Stated goal 1:
Format the records as a Markdown table with the columns "n" and "Line," leaving out blank lines. Cover only the part of the records that opens with the line containing "like [(165, 235)]." and closes with the line containing "[(256, 387)]", both ends included.

>> START Supplied passage

Of course, the survey was about a lot more than the right of two people of the same sex to walk down the aisle in matching tuxedos or dresses. Because the no campaign linked same-sex marriage to a number of cultural issues—for Abbott this was a vote about freedom of speech and political correctness—it became a vote about basic acceptance and a willingness to extend equality to everyone irrespective of their sexual or gender identity. (For convenience I’ll use the word ‘queer’ to encompass everyone whose sexual orientation or gender expression is other than mainstream.) Indeed, the no campaign was remarkably reluctant to say much about same-sex marriage other than constant mutterings about the dark consequences that would flow from its approval.
The survey was unnecessary. The power to regulate marriage is clearly a parliamentary responsibility, no different from issues such as abortion or euthanasia where MPs have traditionally not been bound by party lines. The idea of a referendum, twice rejected by the Senate, was an elaborate device to manage apparently irreconcilable differences within the Liberal Party. When the government announced a voluntary postal survey, conducted by the Bureau of Statistics, this was widely regarded as a further device to postpone change, even to block it for several years.
At the time few people expected so high a response (almost 80 per cent of eligible voters, on rolls that had swelled in the month after the survey was announced). There was cynicism about the willingness of young voters to respond to a postal survey, and jokes that no-one under 30 would be able to find a letter box. Both sides claimed the other was well funded, and dark references to ballots being stolen or falsified spread across social media.
Many people felt it improper for others to vote on our right to marry, but if one asks the state for legislative change one inevitably asks approval from the entire polity. Yes, it seems wrong to establish human rights through a popular vote or survey, but it is also a reminder that ‘rights’ are human inventions, which vary across time and space. The problem with this process was that it reduced a sensitive debate to sloganeering, and established a dangerous precedent for future debates.

>> END Supplied passage

Stated goal 2:
Quote the whole passage on the same-sex marriage postal survey word for word.

>> START Records

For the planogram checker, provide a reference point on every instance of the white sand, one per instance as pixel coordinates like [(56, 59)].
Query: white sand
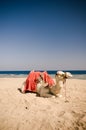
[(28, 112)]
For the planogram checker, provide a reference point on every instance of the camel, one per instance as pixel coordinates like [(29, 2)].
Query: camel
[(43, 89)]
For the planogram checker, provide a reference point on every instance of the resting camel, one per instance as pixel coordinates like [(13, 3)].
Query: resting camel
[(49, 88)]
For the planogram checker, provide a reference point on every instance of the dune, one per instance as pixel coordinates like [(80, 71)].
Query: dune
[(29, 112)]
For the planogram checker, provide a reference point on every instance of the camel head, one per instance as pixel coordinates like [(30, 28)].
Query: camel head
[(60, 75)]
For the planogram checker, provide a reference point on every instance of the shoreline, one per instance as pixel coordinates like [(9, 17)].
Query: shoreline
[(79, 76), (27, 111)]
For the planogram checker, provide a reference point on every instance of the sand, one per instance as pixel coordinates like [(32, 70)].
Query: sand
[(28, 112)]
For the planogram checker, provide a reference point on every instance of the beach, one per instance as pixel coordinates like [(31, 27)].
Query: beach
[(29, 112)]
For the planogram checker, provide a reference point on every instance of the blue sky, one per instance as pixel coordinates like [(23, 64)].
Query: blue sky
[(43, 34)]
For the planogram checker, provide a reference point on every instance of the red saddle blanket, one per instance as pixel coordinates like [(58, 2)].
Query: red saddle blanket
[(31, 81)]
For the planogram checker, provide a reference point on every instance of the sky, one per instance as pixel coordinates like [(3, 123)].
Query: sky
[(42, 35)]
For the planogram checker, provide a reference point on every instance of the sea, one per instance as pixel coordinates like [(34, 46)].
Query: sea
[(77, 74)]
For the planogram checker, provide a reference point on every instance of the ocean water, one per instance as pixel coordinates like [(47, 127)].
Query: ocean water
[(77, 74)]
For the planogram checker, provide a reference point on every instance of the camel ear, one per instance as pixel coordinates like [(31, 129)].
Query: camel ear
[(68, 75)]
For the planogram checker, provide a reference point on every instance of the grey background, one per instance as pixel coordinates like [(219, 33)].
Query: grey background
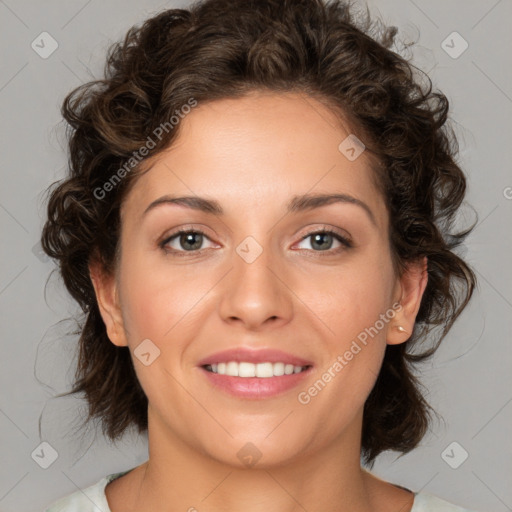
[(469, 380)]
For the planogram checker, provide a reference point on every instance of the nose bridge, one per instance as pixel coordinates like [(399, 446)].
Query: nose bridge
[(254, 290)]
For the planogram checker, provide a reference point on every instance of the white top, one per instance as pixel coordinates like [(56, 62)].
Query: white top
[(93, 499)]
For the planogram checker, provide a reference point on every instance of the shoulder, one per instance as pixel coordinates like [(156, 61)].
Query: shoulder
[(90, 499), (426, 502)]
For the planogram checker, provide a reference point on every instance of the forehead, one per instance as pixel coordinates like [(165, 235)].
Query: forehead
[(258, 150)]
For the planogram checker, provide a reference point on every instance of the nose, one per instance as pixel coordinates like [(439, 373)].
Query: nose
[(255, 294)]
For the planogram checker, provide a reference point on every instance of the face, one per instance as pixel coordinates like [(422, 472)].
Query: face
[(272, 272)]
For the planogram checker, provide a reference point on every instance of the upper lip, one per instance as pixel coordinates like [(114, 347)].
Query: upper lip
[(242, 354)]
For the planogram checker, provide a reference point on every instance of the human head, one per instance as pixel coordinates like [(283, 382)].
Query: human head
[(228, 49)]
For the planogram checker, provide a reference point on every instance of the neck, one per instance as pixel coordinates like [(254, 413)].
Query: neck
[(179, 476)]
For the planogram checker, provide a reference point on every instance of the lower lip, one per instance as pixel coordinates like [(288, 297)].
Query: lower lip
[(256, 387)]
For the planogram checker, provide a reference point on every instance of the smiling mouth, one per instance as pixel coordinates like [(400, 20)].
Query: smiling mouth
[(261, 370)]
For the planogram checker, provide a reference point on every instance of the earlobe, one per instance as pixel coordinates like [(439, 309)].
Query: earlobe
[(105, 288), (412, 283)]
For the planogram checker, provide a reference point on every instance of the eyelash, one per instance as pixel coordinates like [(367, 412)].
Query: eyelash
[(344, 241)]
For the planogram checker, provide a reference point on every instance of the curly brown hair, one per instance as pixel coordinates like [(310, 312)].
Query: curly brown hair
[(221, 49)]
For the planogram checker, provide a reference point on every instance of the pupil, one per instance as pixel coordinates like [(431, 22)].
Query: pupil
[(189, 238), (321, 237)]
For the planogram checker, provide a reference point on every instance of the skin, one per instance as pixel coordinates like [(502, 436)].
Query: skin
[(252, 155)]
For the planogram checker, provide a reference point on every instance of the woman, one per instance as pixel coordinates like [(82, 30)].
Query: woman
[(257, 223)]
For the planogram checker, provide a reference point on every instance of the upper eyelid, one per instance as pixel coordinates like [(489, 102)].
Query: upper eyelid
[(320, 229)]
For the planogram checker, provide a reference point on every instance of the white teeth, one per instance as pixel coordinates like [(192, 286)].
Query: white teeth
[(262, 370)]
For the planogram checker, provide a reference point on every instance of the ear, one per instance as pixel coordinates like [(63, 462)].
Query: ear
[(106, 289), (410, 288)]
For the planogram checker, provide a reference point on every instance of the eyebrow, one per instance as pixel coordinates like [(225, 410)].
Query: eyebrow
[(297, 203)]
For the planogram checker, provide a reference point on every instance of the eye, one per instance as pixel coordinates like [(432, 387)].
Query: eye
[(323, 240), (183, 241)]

>> END Records
>> START Records

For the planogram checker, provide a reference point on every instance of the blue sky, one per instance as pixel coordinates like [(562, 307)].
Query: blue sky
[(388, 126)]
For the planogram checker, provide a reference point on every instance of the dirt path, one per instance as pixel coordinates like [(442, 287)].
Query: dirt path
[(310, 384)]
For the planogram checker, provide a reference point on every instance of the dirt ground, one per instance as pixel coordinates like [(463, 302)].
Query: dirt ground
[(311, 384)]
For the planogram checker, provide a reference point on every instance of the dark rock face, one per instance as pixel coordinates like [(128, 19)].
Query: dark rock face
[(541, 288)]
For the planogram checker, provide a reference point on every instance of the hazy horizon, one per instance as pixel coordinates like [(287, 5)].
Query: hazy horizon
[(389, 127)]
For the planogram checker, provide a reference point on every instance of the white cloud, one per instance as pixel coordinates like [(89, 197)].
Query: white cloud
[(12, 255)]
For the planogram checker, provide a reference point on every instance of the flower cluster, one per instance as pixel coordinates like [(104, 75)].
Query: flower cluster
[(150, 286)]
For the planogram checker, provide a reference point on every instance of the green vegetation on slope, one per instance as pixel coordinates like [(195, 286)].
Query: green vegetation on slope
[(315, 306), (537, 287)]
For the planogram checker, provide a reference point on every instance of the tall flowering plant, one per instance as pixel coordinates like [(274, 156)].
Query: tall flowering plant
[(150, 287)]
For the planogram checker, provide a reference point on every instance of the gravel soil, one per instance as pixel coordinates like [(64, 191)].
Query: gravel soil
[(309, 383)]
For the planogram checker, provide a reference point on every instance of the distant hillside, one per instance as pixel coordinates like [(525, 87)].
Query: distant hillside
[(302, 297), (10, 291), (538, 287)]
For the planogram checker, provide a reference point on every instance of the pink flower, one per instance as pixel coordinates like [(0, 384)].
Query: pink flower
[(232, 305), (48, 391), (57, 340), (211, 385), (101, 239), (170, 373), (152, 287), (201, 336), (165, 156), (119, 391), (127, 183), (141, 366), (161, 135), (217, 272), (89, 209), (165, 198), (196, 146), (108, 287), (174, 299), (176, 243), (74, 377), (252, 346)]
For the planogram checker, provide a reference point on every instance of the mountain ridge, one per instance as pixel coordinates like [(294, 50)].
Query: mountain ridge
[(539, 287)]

>> END Records
>> START Records

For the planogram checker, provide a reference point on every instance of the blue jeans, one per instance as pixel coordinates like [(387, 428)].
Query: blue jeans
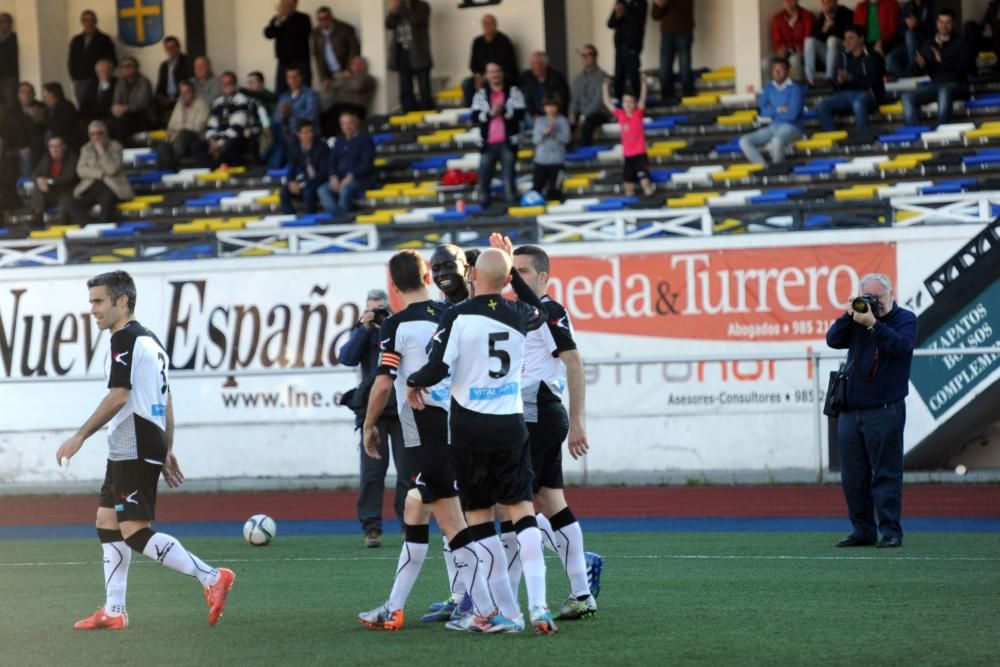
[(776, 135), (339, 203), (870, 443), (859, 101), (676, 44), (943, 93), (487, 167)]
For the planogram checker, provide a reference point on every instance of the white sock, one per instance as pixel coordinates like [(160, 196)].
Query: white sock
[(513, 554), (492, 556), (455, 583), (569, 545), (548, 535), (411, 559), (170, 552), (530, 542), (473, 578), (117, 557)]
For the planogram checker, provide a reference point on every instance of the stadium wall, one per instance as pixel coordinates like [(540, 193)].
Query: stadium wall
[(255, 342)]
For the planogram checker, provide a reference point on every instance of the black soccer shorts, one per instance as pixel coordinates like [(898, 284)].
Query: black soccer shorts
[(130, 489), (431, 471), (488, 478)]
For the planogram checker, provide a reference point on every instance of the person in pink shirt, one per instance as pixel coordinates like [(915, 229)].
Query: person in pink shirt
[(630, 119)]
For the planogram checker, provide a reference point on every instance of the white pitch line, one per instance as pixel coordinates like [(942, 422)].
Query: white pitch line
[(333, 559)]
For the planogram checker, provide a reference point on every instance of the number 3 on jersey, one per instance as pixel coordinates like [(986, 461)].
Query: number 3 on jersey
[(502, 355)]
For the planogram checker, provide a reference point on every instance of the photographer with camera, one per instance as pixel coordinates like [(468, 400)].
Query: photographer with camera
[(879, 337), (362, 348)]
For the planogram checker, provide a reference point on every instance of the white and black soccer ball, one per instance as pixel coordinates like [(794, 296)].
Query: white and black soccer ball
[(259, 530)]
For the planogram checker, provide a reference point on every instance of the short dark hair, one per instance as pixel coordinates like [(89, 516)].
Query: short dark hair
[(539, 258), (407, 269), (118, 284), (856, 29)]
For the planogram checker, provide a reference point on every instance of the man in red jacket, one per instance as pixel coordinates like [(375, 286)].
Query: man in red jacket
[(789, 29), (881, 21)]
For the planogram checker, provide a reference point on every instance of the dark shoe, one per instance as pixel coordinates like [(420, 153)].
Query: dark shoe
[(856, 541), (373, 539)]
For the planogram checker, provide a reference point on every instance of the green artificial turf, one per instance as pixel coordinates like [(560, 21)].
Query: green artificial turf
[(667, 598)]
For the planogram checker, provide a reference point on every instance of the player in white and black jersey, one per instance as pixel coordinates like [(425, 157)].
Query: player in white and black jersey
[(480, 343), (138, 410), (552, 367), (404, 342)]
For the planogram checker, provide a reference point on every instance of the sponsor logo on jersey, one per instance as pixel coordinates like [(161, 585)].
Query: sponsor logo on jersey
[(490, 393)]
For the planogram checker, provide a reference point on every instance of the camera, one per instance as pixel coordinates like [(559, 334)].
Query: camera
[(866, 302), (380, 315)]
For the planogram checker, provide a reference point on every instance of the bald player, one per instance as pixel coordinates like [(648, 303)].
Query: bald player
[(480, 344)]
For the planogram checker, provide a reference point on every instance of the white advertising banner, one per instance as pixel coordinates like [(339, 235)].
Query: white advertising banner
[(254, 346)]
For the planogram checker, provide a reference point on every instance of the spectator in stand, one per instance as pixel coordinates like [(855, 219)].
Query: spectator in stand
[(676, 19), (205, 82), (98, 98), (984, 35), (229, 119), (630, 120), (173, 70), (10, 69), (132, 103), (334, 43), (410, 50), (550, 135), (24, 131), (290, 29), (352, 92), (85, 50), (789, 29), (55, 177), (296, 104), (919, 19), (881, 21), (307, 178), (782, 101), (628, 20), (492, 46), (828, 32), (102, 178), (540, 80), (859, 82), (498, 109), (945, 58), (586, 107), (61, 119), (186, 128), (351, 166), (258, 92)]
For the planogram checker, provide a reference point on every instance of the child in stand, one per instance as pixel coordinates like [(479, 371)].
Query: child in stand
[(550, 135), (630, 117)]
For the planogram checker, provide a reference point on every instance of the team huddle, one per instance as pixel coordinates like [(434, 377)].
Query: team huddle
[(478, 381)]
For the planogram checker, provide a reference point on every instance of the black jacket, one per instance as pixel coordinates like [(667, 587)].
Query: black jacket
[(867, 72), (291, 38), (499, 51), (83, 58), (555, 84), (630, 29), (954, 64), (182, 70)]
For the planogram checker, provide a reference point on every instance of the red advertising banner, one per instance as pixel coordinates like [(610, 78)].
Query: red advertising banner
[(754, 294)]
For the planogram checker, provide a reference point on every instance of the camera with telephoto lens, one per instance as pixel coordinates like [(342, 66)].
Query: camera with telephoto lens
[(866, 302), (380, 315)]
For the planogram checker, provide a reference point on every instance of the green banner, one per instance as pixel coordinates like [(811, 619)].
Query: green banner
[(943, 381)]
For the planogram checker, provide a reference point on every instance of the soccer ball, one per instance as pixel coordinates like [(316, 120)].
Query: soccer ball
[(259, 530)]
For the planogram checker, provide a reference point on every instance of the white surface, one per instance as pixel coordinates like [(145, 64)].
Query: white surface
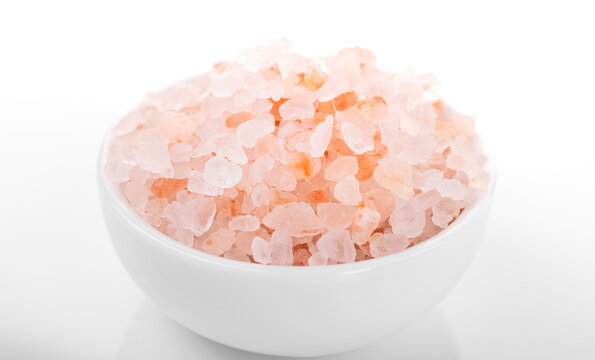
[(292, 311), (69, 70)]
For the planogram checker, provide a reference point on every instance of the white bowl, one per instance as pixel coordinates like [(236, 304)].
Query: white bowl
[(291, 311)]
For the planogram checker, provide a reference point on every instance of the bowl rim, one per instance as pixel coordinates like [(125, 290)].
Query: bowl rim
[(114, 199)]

>> END Records

Task answer 1:
| n | Line |
|---|---|
| 1 | For the planogram checker, provide a reference point on every instance of the forehead, one per instance as pixel coordinates like [(165, 235)]. |
| 2 | Query: forehead |
| 3 | [(258, 150)] |
| 4 | For the planogram checker, provide a reference point on every instance of the nose, one per instance as pixel coordinates like [(439, 373)]. |
| 5 | Query: nose |
| 6 | [(255, 294)] |
| 7 | For the planogram checker, provide a reference point on every instance of the face, one per instance as pixel coordinates like [(422, 472)]. |
| 8 | Query: face |
| 9 | [(272, 272)] |
| 10 | For the planogram checker, provide a reference point on every instance of the upper lip, one per instance as pixel coordinates like [(114, 347)]. |
| 11 | Query: upper lip |
| 12 | [(242, 354)] |
| 13 | For the planogram checker, provide a reference point on every instance of the human head, one per instance as pixel coordinates like [(283, 382)]. |
| 14 | Query: human head |
| 15 | [(228, 49)] |
| 16 | For the planogram checker, provide a reference point on every instance of the neck, one per instance as pixel coordinates like [(254, 413)]. |
| 17 | Query: neck |
| 18 | [(179, 476)] |
| 19 | For the planogram checker, provide a reference point on every instance of the lower lip, one per instance as pixel coordinates like [(288, 297)]. |
| 20 | Query: lower lip |
| 21 | [(256, 387)] |

Task answer 2:
Of course, the survey was about a lot more than the right of two people of the same sex to walk down the aisle in matching tuxedos or dresses. Because the no campaign linked same-sex marriage to a number of cultural issues—for Abbott this was a vote about freedom of speech and political correctness—it became a vote about basic acceptance and a willingness to extend equality to everyone irrespective of their sexual or gender identity. (For convenience I’ll use the word ‘queer’ to encompass everyone whose sexual orientation or gender expression is other than mainstream.) Indeed, the no campaign was remarkably reluctant to say much about same-sex marriage other than constant mutterings about the dark consequences that would flow from its approval.
The survey was unnecessary. The power to regulate marriage is clearly a parliamentary responsibility, no different from issues such as abortion or euthanasia where MPs have traditionally not been bound by party lines. The idea of a referendum, twice rejected by the Senate, was an elaborate device to manage apparently irreconcilable differences within the Liberal Party. When the government announced a voluntary postal survey, conducted by the Bureau of Statistics, this was widely regarded as a further device to postpone change, even to block it for several years.
At the time few people expected so high a response (almost 80 per cent of eligible voters, on rolls that had swelled in the month after the survey was announced). There was cynicism about the willingness of young voters to respond to a postal survey, and jokes that no-one under 30 would be able to find a letter box. Both sides claimed the other was well funded, and dark references to ballots being stolen or falsified spread across social media.
Many people felt it improper for others to vote on our right to marry, but if one asks the state for legislative change one inevitably asks approval from the entire polity. Yes, it seems wrong to establish human rights through a popular vote or survey, but it is also a reminder that ‘rights’ are human inventions, which vary across time and space. The problem with this process was that it reduced a sensitive debate to sloganeering, and established a dangerous precedent for future debates.